*DATASET EXTRACT*
<<<<

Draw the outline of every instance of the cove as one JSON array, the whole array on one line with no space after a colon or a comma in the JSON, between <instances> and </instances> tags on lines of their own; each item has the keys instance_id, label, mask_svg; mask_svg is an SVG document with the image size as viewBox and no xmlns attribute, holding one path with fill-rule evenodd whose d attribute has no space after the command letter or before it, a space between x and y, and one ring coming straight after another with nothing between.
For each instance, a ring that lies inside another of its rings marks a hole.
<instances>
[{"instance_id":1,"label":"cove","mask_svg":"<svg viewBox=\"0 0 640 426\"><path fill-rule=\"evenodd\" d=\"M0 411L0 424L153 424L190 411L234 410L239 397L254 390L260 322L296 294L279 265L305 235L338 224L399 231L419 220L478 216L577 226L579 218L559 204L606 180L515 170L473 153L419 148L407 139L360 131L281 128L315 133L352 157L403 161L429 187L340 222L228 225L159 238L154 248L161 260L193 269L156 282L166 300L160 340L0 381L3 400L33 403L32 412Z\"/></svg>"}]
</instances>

>>>>

Copy each line, exactly, that falls between the line containing "For each instance, a" and the end of the entries, both included.

*SOLUTION TO THIS PROBLEM*
For each instance, a ring that lies inside another of its rings marks a hole.
<instances>
[{"instance_id":1,"label":"cove","mask_svg":"<svg viewBox=\"0 0 640 426\"><path fill-rule=\"evenodd\" d=\"M0 411L0 424L153 424L190 411L234 410L239 397L254 390L260 322L296 294L279 265L305 235L338 224L399 231L419 220L478 216L577 226L579 218L559 204L606 180L515 170L473 153L419 148L407 139L360 131L281 128L315 133L352 157L403 161L429 187L340 222L228 225L159 238L154 248L161 260L193 269L156 282L166 300L160 340L0 381L3 400L33 403L32 412Z\"/></svg>"}]
</instances>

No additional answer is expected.